Document passage ▸
◇ ◇ ◇ ◇
Raspberry Pi 3 as an Eddystone URL beacon

Mar 16, 2016

This tutorial will show you how you can take your Raspberry Pi 3 and turn it into an Eddystone URL beacon.

What you will need:

  • A Raspberry Pi 3
  • Power supply for the Raspberry Pi
  • SD card for the raspberry pi

What is an Eddystone beacon:

Eddystone is a protocol specification by Google that allows a Bluetooth low energy device to broadcast one way messages. See https://github.com/google/eddystone. Currently the specification defines three types of messages that can be broadcast: a UID, a URL, or telemetry.

The magic of the Eddystone beacon is on the app side where your phone listens for these broadcast messages and either displays an alert when it detects something or performs some kind of action.

In this tutorial I will show you how to setup your Raspberry Pi 3 to broadcast a URL.

Setting up the Pi

  1. Download Raspbian from https://www.raspberrypi.org/downloads/
  2. Install the Raspbian Image
  3. Find the ip of the raspberry pi with from your laptop/desktop
  4. Log into the Pi (password is raspberry)
    •  $ ssh pi@<the_ip_of_your_pi>
      
  5. Look at the help of the hciconfig command
    •  $hciconfig -h
      
  6. Enable the Bluetooth device
    •  pi@raspberrypi:~ $ sudo hciconfig hci0 up
      
  7. Set the Bluetooth device to “advertise and not-connectable”
    •  pi@raspberrypi:~ $ sudo hciconfig hci0 leadv 3
      
  8. Enter the Beacon Advertising Data
    •  pi@raspberrypi:~ $ sudo hcitool -i hci0 cmd 0x08 0x0008 17 02 01 06 03 03 aa fe 0f 16 aa fe 10 00 03 77 65 62 67 61 7a 65 72 08 00 00 00 00 00 00 00 00
      

Here is a breakdown of the payload

OptionDescription
0x08#OGF = Operation Group Field = Bluetooth Command Group = 0x08
0x0008#OCF = Operation Command Field = HCI_LE_Set_Advertising_Data = 0x0008
17Length. The hexadecimal 17 converts to 23 decimal which is the number of bytes that follow
02Length
01Flags data type value
06Flags data
03Length
03Complete list of 16-bit Service UUIDs data type value
aa16-bit Eddystone UUID
fe16-bit Eddystone UUID
0fLength. The hexadecimal 0f converts to 15 decimal which is the number of bytes that follow
16Service Data data type value
aa16-bit Eddystone UUID
fe16-bit Eddystone UUID
10Frame Type = URL
00TX Power (this should be calibrated)
02 changed to 03
URL Scheme (http:// = 0x02)(https:// = 0x03). See 2016-13-09 edit comments.
◇ ◇ ◇ ◇
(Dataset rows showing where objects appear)
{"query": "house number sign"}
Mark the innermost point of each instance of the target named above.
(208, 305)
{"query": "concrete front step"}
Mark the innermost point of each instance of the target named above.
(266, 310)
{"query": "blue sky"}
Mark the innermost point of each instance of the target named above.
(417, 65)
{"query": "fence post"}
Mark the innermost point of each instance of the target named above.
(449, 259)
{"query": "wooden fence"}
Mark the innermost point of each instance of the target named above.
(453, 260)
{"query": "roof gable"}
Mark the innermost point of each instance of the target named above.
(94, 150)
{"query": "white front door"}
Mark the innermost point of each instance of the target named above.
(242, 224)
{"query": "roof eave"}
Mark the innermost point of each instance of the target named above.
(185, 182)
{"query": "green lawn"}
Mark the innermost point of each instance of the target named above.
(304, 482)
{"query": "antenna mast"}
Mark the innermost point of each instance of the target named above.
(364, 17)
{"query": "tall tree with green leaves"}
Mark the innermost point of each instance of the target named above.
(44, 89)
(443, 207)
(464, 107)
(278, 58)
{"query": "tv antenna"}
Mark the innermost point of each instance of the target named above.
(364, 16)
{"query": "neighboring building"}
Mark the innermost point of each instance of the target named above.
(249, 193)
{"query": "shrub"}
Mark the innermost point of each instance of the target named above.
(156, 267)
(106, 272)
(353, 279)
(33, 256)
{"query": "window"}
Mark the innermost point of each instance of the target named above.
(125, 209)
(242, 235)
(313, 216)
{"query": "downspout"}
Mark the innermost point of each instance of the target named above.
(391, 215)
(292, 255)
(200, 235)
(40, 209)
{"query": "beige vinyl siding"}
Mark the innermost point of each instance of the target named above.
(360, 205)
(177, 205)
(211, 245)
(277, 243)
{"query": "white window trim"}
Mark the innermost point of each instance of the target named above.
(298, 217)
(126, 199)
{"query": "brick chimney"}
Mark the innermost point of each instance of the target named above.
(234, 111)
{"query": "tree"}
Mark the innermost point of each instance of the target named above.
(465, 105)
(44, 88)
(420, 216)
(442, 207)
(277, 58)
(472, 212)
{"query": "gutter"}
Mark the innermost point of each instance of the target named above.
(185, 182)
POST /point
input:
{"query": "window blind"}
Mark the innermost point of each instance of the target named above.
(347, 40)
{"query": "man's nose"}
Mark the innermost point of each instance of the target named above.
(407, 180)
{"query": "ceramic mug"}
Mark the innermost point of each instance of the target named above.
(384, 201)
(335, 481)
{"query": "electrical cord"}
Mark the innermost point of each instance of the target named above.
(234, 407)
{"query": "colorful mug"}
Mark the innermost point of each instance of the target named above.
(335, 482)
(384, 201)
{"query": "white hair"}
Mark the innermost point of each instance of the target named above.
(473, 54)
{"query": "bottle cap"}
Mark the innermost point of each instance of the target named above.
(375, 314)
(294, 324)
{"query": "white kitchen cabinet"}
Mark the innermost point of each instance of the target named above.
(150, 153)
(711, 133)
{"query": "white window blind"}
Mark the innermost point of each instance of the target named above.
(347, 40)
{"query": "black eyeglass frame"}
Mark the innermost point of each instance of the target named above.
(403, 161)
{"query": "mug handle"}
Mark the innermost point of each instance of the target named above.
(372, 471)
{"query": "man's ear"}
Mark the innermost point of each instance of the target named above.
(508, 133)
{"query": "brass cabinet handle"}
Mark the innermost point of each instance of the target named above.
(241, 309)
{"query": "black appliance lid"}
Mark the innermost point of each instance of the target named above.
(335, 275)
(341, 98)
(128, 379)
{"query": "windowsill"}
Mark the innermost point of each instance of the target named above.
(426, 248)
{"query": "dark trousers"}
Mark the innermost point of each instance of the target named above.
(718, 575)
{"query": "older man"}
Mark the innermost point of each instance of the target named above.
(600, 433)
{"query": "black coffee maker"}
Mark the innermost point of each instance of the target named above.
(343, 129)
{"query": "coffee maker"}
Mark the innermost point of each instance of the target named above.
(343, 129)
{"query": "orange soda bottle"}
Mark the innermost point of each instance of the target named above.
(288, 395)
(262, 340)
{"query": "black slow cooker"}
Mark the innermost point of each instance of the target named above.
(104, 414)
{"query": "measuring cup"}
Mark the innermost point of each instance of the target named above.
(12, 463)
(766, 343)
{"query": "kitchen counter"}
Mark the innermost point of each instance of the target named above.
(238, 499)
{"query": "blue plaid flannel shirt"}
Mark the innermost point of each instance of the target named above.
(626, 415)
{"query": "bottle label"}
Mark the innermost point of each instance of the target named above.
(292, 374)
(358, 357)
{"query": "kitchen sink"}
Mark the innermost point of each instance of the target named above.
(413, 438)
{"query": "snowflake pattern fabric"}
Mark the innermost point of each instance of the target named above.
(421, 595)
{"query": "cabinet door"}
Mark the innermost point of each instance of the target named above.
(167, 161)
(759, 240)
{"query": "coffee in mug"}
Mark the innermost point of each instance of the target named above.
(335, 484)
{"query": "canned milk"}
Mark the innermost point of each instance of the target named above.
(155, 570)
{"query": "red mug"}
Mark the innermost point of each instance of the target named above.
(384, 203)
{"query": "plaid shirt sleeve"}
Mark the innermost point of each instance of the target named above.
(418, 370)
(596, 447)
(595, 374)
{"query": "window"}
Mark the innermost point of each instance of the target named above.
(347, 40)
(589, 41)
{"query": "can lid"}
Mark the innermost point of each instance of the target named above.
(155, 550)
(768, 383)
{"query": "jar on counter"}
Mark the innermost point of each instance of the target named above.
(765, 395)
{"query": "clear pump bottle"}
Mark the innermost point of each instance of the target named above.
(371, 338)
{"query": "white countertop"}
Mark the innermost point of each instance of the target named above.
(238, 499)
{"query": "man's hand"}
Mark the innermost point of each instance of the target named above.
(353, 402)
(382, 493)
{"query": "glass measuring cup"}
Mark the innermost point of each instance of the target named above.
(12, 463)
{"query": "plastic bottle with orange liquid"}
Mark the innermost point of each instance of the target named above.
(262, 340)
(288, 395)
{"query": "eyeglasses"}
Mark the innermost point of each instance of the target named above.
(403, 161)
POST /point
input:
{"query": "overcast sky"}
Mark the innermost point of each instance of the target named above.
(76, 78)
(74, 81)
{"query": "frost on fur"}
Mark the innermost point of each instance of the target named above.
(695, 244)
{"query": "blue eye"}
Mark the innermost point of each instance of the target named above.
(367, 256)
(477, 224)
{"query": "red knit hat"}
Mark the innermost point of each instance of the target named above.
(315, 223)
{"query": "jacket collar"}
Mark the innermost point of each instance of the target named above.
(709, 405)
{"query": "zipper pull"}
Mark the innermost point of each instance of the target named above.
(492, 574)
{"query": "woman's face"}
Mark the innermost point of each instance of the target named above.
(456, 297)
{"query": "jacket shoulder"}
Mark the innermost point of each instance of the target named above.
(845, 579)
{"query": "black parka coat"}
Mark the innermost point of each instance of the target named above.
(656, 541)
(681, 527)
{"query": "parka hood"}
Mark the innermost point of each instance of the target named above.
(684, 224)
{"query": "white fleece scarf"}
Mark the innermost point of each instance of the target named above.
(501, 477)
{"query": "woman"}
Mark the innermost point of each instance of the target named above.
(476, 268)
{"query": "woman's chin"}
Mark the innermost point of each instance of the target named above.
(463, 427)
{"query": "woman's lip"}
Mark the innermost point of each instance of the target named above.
◇ ◇ ◇ ◇
Your tasks ▸
A. According to the tutorial, which three types of messages can currently be broadcast under the Eddystone specification?
B. Report every line of the entries that contains the string "maker", treating uppercase and lowercase letters as different.

Task answers ▸
A. A UID, a URL, or telemetry.

B.
{"query": "black coffee maker"}
{"query": "coffee maker"}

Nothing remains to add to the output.